Hi, Kin. I'm also bi. I would love to email you, but my parents could see that, and I am not out to them either. I finally came out to my friends today and yesterday, and they were more supportive than I thought. You should have faith in your friends. Even if they are homophobic, if they are really your friend, they'll accept you. You do not have to come out to them, though. I completely understand the feeling of being alone. Just relax, breathe. This may sound stupid, but talk to yourself. Tell yourself positive things like "you are loved", "you are strong", and most importantly "you are worth it." No matter your sexuality, you are worth it. There is nothing to be ashamed of. As long as you are being yourself and only yourself, you are perfect. Don't change for anyone. Love yourself. Accept yourself. You matter.

 

~Alicorn

Thanks Alicorn

you are such an encouraging person!! I’m glad your friends were accepting of you being bi. I’ll work on my best friends for now and worry about my family later. You really encouraged me tonight, thanks!! Keep in touch

kin

Hello! I am also Bisexual but I have not dated anyone the same gender so technically I am classed as Bi-curious but I have come to my best friends (all 7 of them at different times) and they were all accepting I also found out 2 of them aren't straight either but all of them were so supportive just keep trying and when you move out (or if you already have) just tell your parents cause you won't be living with them when you move out (or you aren't already idk) but I'm sure they will accept you in time, and if your friends don't accept you they're not real friends

 

-Tom

  • 2 weeks later...

__TASK 1__.
List the positive things the first of the coming-out posts suggests telling yourself.
__TASK 2__.
Repeat the stretch of the coming-out posts from "you are such" through "2 weeks later...".
__TASK 3__.
In the coming-out posts, condense the paragraph beginning "Hello! I am also Bisexual" into a short bulleted list that keeps its main facts.

__EXTRACTED RECORDS__.
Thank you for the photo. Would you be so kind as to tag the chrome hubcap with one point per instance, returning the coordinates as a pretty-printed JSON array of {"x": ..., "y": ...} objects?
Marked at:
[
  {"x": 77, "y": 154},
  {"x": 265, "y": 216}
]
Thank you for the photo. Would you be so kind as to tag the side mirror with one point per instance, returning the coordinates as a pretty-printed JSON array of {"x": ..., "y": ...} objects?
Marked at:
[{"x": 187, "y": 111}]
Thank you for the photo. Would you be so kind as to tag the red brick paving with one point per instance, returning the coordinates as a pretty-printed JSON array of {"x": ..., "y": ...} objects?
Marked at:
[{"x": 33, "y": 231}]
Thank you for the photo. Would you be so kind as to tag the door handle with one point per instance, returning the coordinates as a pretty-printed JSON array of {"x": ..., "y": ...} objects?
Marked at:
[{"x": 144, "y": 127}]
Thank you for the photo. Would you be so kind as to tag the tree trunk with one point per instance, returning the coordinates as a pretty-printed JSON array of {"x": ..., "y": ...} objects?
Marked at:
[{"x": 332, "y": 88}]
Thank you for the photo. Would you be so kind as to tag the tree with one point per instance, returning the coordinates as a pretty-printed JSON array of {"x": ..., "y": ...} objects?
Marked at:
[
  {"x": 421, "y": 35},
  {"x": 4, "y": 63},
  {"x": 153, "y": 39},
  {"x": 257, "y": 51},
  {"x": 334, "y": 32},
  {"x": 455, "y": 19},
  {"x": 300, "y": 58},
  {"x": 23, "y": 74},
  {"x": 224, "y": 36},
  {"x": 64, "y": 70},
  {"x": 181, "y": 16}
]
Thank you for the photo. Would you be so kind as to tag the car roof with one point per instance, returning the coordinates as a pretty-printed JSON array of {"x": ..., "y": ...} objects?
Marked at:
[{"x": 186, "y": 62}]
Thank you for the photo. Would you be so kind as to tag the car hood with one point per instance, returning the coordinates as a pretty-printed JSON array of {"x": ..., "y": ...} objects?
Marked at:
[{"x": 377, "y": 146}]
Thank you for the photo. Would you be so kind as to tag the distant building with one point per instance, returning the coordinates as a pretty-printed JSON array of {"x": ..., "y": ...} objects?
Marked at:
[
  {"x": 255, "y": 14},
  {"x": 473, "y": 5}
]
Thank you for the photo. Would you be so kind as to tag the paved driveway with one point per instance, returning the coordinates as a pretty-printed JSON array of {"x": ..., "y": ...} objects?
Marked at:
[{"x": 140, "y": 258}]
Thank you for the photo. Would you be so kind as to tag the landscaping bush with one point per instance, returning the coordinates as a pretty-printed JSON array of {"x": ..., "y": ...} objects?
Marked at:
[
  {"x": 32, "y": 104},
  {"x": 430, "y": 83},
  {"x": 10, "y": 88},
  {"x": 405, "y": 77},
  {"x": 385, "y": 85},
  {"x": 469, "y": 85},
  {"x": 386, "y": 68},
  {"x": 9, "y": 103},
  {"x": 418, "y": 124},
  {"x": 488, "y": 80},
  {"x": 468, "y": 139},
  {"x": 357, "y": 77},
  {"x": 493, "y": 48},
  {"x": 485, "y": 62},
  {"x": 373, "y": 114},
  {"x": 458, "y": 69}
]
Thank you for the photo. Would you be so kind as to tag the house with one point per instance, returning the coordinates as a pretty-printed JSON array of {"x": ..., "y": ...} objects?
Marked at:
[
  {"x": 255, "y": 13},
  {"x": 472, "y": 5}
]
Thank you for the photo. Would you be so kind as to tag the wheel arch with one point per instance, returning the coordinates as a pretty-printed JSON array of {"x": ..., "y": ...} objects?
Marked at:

__FULL RESPONSE 1__.
"you are loved"
"you are strong"
"you are worth it."

__FULL RESPONSE 2__.
you are such an encouraging person!! I’m glad your friends were accepting of you being bi. I’ll work on my best friends for now and worry about my family later. You really encouraged me tonight, thanks!! Keep in touch

kin

Hello! I am also Bisexual but I have not dated anyone the same gender so technically I am classed as Bi-curious but I have come to my best friends (all 7 of them at different times) and they were all accepting I also found out 2 of them aren't straight either but all of them were so supportive just keep trying and when you move out (or if you already have) just tell your parents cause you won't be living with them when you move out (or you aren't already idk) but I'm sure they will accept you in time, and if your friends don't accept you they're not real friends

 

-Tom

  • 2 weeks later...

__FULL RESPONSE 3__.
- The writer is bisexual but has not dated anyone of the same gender, so is technically classed as bi-curious.
- The writer came out to all 7 best friends at different times, and all were accepting and supportive.
- 2 of those friends turned out not to be straight either.
- Advice: keep trying, and tell your parents once you move out, since you won't be living with them.
- The writer is sure the parents will accept you in time.
- Friends who don't accept you are not real friends.